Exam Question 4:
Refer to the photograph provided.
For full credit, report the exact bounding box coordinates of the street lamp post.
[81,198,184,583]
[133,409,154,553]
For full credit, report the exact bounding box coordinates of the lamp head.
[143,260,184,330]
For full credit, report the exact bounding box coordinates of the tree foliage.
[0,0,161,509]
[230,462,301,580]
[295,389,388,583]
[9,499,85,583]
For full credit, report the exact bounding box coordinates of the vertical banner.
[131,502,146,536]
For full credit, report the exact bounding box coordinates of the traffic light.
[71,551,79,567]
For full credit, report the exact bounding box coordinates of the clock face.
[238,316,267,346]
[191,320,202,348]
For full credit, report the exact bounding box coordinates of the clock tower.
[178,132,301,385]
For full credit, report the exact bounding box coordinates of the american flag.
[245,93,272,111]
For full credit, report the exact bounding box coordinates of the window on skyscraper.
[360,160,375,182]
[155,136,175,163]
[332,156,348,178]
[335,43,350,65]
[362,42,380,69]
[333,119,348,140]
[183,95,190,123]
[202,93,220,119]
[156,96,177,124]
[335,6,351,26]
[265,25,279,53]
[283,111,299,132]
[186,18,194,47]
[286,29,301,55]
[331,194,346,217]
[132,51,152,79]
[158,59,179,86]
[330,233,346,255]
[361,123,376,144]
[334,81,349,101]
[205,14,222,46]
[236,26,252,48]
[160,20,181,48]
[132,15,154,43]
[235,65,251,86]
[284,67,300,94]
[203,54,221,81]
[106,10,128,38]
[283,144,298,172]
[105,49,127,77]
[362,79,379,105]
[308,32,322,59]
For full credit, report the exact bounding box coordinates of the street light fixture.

^^^^

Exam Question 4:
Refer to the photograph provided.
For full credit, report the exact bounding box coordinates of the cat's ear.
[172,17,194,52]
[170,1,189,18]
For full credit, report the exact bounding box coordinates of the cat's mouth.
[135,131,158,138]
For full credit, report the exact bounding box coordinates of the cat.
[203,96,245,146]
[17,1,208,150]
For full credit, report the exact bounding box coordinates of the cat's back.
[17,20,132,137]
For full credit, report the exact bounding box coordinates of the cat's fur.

^^^^

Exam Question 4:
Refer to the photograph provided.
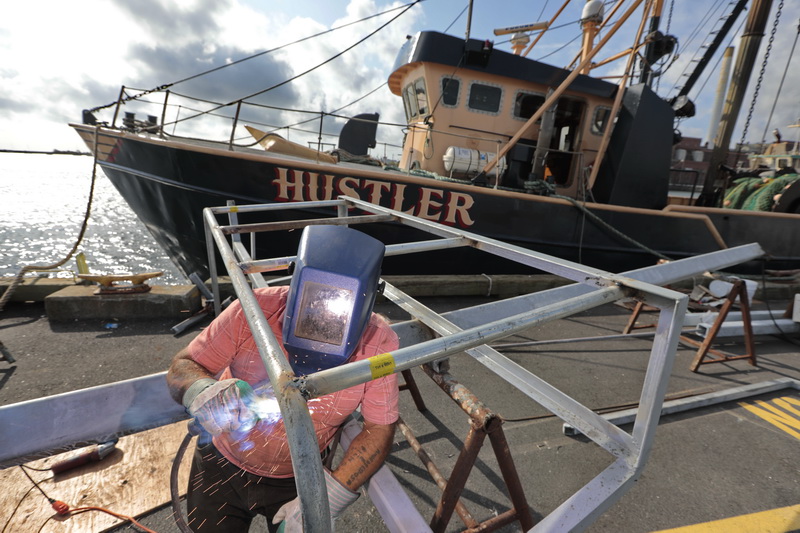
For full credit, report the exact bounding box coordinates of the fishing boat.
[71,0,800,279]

^^^^

*STATED GOAL*
Which lines in the entries above contain the word "lamp"? Collect each of them and copy it out in full.

*SOLUTION FOR THIS TASK*
For full credit, report the exact bounding box coordinates of the street lamp post.
For full credit, report the exact bounding box coordinates of the lamp head.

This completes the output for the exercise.